▶ Exercise description
In the material below, pictures must be dropped. Repeat exactly, and only, the lines from the line with "Agent workflow — the next required interaction targets the calm" to the line with "targets the largest", both ends included.

▶ Data for the task
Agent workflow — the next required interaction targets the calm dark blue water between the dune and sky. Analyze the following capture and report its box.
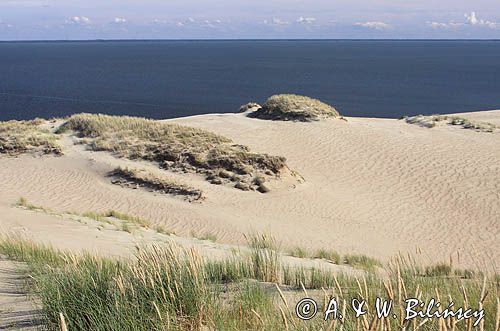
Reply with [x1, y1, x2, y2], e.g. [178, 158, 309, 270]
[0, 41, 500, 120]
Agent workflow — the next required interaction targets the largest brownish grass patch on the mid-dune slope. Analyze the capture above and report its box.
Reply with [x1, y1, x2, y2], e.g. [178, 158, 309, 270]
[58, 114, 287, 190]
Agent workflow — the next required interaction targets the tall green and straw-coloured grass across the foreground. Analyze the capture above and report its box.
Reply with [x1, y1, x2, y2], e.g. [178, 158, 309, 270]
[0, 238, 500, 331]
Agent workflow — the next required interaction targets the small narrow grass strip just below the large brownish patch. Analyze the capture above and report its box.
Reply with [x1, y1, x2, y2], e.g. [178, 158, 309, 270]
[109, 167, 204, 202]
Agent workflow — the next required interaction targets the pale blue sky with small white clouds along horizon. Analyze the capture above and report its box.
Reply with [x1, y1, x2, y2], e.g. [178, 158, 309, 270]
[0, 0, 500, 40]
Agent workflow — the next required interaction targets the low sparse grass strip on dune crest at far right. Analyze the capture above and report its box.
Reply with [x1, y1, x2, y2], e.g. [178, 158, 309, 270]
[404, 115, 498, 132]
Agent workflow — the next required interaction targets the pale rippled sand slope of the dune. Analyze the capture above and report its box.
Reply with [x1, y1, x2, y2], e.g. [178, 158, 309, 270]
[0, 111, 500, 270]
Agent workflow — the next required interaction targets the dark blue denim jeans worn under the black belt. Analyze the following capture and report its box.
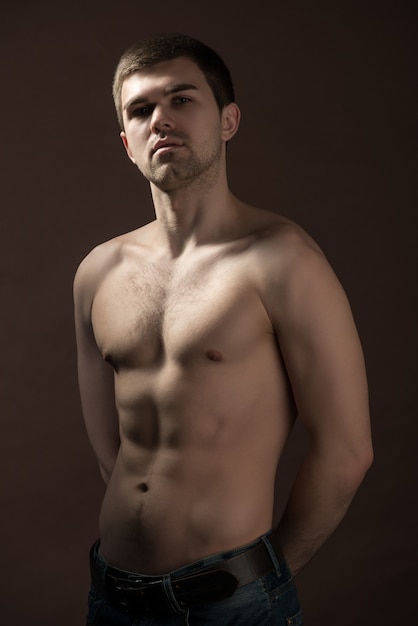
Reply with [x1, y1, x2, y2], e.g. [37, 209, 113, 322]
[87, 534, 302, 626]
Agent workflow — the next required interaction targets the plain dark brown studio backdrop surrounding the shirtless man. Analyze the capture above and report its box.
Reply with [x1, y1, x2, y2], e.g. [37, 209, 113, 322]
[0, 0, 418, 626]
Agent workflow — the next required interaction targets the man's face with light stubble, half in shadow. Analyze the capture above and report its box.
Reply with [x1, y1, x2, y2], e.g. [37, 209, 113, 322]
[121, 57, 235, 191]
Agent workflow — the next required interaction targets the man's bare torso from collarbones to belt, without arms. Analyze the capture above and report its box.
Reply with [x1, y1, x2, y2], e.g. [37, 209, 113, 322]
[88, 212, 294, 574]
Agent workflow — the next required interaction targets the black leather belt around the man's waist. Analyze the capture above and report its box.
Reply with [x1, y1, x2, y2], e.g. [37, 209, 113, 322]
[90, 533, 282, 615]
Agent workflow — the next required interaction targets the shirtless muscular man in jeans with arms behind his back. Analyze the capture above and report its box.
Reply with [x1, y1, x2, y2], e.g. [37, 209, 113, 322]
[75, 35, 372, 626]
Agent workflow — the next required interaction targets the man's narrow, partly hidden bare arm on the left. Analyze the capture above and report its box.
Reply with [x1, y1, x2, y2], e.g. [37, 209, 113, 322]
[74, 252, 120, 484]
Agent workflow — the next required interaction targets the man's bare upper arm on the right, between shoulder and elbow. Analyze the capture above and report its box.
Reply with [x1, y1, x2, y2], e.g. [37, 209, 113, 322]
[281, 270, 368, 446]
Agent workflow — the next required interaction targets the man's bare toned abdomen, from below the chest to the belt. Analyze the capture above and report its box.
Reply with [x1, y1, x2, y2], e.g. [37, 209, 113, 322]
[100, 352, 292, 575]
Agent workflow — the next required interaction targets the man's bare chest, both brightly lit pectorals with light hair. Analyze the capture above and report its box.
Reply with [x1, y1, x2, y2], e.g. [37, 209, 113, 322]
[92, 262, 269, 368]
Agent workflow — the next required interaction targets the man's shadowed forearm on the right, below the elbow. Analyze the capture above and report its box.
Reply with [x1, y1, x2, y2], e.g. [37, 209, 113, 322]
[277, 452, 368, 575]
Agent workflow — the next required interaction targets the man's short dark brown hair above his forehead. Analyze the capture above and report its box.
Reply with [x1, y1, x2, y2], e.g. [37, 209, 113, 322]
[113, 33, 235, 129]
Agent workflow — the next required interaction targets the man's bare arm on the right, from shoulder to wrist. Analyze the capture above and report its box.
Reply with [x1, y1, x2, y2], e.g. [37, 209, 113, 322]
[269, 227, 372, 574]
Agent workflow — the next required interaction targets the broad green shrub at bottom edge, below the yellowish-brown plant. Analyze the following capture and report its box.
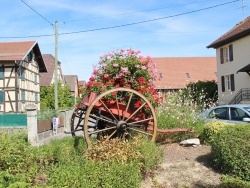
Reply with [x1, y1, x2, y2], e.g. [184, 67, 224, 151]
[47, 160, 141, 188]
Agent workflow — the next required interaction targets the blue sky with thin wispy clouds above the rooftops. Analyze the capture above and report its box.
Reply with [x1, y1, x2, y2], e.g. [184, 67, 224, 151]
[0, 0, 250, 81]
* * *
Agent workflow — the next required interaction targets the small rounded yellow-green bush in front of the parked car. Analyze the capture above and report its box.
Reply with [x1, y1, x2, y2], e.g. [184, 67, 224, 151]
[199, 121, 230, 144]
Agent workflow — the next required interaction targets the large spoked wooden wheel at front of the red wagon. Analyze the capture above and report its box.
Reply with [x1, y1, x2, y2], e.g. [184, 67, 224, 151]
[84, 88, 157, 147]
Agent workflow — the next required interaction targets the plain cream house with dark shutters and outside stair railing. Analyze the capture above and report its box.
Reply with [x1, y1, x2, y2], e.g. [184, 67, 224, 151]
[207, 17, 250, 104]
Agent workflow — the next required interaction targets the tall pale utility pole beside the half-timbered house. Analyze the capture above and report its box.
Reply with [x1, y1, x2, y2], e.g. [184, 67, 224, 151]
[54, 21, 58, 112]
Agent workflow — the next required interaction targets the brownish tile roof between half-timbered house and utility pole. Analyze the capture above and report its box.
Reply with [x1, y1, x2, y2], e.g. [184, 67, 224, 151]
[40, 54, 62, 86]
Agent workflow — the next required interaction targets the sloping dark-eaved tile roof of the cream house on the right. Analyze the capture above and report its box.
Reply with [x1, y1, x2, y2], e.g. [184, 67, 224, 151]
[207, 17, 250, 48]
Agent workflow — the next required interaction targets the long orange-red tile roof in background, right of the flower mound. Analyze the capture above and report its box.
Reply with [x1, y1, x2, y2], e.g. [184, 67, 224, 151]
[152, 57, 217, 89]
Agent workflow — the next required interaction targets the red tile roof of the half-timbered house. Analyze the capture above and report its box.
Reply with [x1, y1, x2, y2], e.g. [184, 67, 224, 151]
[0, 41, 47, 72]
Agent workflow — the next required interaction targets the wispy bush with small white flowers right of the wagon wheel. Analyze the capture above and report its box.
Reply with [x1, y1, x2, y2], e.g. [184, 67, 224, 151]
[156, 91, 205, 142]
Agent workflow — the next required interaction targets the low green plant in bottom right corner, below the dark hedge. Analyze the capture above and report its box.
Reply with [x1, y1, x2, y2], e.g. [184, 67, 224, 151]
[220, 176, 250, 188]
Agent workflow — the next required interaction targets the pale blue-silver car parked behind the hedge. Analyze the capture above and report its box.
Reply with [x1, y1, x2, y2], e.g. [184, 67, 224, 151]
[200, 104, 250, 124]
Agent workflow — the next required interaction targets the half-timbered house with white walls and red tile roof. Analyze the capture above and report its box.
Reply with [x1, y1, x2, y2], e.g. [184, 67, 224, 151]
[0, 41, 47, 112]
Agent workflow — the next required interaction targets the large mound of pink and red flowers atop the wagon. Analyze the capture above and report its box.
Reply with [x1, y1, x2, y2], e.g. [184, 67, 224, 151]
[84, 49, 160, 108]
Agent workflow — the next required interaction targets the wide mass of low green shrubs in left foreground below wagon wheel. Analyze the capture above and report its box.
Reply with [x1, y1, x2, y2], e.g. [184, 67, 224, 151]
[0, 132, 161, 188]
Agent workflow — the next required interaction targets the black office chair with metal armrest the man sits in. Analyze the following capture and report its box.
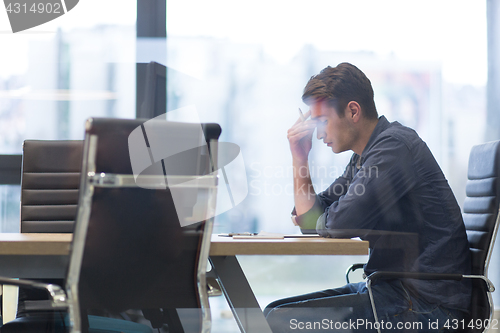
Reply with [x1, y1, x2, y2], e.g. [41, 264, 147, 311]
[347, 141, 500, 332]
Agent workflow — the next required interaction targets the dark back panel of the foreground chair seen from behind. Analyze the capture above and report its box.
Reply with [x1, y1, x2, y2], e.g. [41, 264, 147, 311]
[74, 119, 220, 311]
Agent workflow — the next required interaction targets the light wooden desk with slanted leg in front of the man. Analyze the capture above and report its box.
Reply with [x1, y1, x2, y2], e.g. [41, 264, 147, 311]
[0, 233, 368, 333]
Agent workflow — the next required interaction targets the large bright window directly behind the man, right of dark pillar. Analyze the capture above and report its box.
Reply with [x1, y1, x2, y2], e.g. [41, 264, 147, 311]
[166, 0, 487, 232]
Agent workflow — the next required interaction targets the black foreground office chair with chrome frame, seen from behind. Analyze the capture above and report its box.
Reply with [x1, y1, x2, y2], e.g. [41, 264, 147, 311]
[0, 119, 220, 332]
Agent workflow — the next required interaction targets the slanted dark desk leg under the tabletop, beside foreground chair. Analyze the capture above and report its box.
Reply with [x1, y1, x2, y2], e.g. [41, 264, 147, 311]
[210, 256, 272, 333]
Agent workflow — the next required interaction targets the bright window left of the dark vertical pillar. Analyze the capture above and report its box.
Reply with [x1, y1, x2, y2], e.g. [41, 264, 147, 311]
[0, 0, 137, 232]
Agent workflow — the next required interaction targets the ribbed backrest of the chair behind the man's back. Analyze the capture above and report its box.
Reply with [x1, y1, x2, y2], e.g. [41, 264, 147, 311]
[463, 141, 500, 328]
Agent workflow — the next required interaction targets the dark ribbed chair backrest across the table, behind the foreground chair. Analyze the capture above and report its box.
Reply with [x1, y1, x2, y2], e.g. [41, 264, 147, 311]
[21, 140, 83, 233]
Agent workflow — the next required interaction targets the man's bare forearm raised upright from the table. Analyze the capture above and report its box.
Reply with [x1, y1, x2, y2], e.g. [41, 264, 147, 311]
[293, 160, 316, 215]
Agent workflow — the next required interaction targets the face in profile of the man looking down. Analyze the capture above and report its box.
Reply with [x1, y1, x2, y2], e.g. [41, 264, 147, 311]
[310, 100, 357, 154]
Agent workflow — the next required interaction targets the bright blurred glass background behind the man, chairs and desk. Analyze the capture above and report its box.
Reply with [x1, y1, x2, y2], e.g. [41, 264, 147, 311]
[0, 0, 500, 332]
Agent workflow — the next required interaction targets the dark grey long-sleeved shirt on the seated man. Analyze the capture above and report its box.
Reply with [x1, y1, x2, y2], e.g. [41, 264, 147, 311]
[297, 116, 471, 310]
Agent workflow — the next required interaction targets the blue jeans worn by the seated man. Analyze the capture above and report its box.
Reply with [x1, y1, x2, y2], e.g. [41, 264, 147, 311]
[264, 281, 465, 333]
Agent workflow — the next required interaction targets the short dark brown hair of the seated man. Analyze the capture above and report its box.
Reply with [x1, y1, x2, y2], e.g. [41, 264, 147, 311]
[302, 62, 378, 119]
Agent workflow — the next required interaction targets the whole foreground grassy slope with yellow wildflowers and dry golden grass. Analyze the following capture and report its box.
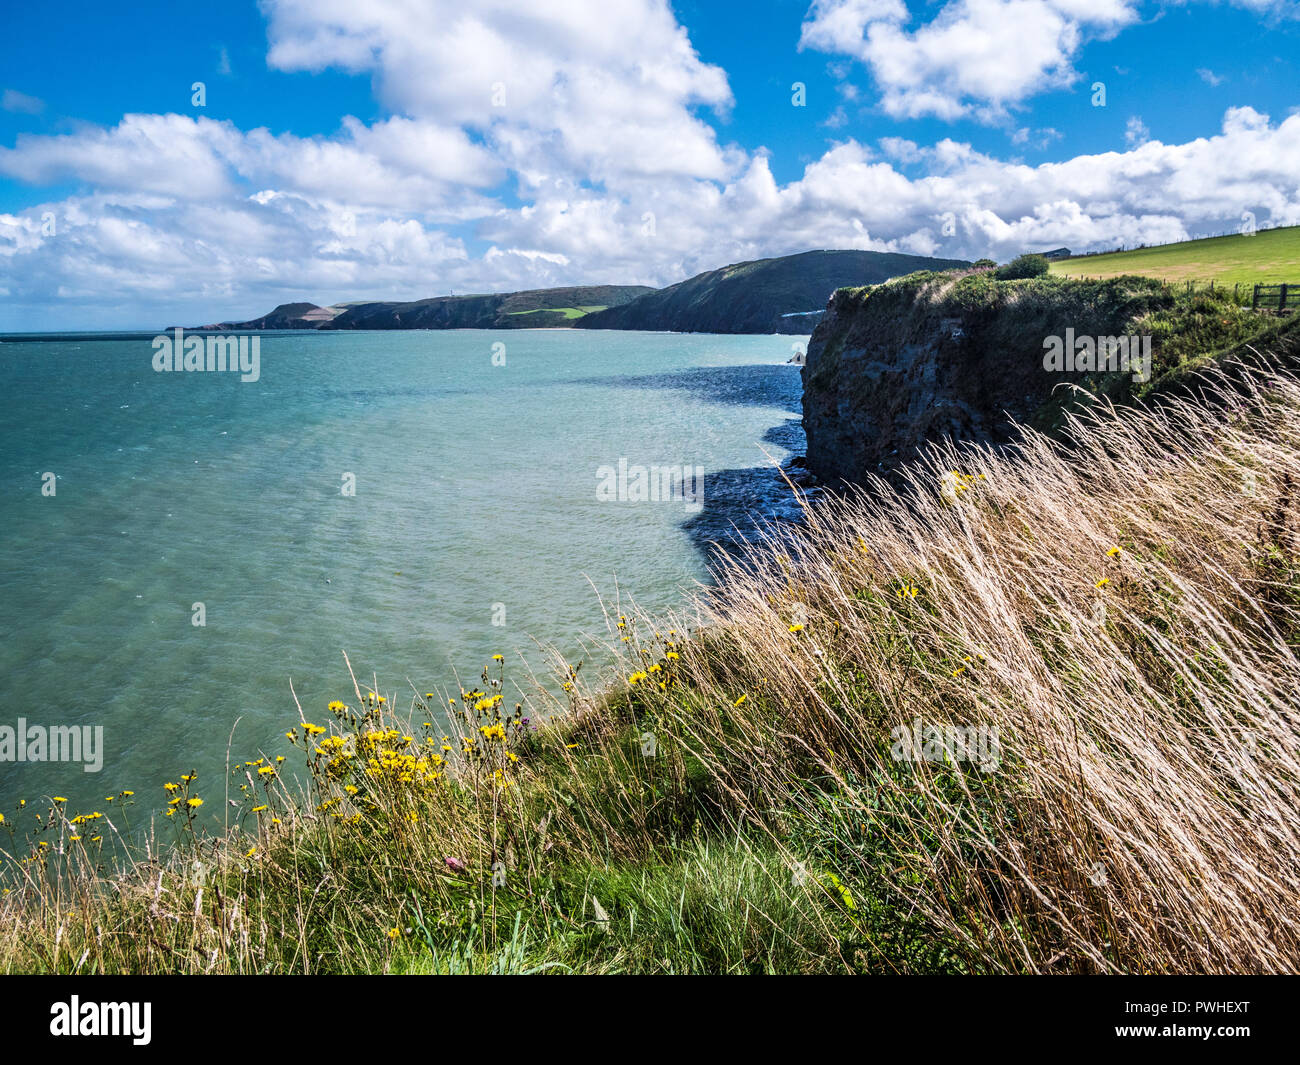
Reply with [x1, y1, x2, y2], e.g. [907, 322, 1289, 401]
--
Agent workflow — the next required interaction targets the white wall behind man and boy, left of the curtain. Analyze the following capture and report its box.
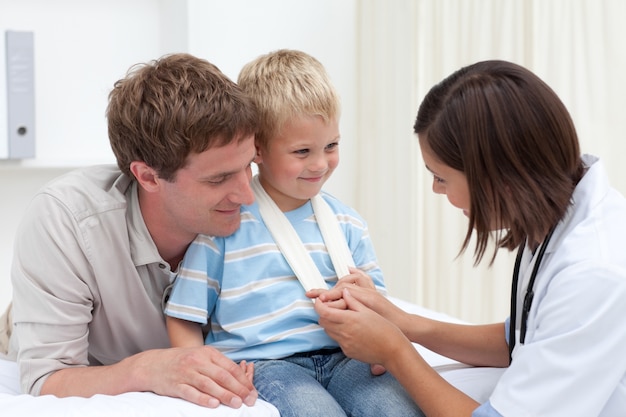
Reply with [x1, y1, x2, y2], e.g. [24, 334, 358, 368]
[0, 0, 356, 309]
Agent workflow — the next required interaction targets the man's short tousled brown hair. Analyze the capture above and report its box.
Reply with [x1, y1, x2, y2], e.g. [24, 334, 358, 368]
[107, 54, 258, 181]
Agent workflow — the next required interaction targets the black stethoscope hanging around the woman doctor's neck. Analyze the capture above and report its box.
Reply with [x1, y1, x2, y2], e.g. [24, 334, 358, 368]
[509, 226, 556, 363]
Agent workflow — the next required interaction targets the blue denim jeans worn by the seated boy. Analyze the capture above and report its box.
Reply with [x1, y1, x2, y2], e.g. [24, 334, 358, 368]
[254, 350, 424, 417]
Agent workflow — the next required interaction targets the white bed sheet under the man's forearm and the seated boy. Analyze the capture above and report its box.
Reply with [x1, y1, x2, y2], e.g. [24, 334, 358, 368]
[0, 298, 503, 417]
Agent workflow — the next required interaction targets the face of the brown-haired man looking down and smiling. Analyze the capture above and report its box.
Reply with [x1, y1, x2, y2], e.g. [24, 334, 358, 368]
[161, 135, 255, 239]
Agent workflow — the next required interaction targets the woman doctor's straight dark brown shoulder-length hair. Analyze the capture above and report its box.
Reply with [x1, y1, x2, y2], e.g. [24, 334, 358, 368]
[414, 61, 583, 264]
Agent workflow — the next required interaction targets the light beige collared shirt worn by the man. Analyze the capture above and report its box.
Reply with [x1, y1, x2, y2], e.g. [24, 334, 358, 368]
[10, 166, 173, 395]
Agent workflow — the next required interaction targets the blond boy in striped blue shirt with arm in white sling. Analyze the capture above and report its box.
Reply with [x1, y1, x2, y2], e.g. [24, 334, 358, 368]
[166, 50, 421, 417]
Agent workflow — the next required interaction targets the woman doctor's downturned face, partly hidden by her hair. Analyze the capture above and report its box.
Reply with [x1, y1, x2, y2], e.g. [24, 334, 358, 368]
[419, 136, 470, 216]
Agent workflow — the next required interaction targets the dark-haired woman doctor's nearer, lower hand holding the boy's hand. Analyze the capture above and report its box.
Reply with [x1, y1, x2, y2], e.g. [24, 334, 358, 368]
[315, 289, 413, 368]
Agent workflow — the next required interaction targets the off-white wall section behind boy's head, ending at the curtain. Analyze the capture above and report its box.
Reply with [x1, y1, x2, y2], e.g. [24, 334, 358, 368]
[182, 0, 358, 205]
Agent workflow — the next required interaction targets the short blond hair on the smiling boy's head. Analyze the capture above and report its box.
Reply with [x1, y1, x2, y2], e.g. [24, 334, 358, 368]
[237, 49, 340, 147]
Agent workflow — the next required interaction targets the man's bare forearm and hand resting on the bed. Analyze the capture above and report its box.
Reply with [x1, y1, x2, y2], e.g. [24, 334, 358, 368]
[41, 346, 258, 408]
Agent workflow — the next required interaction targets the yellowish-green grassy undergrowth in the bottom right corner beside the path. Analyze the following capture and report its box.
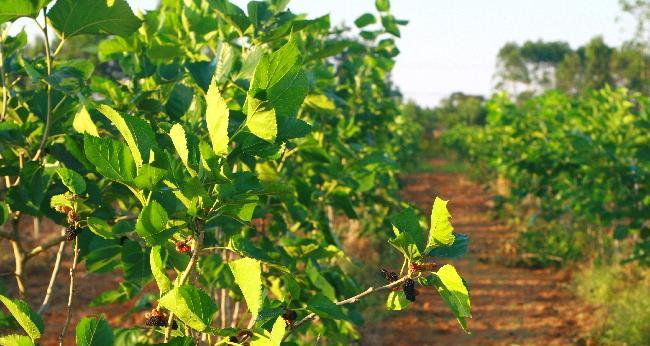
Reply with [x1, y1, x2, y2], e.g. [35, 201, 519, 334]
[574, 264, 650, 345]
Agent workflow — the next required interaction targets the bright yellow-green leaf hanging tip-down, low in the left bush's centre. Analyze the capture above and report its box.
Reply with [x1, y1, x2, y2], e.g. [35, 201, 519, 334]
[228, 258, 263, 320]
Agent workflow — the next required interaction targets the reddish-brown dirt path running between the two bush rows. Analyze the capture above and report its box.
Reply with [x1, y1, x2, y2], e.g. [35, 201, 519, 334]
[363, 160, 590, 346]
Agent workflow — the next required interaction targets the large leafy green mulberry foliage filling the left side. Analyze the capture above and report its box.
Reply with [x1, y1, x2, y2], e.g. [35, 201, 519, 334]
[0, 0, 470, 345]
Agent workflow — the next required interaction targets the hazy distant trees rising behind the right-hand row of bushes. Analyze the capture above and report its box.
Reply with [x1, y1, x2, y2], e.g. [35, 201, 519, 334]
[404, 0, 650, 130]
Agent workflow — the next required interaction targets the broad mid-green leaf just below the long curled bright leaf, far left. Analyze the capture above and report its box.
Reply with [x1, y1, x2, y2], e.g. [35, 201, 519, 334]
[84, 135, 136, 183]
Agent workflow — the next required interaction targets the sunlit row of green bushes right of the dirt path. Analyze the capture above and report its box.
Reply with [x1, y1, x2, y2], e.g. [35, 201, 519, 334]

▶ Solution to this task
Agent workflow — the next required interaction targets the calm dark blue water between the dune and sky. Analyze the following capture and report its box.
Reply with [x1, y1, x2, y2], e.g. [178, 158, 309, 270]
[0, 41, 500, 120]
Agent workflow — the next required interaction targets the largest brownish grass patch on the mid-dune slope. Analyze the capture above and report its box.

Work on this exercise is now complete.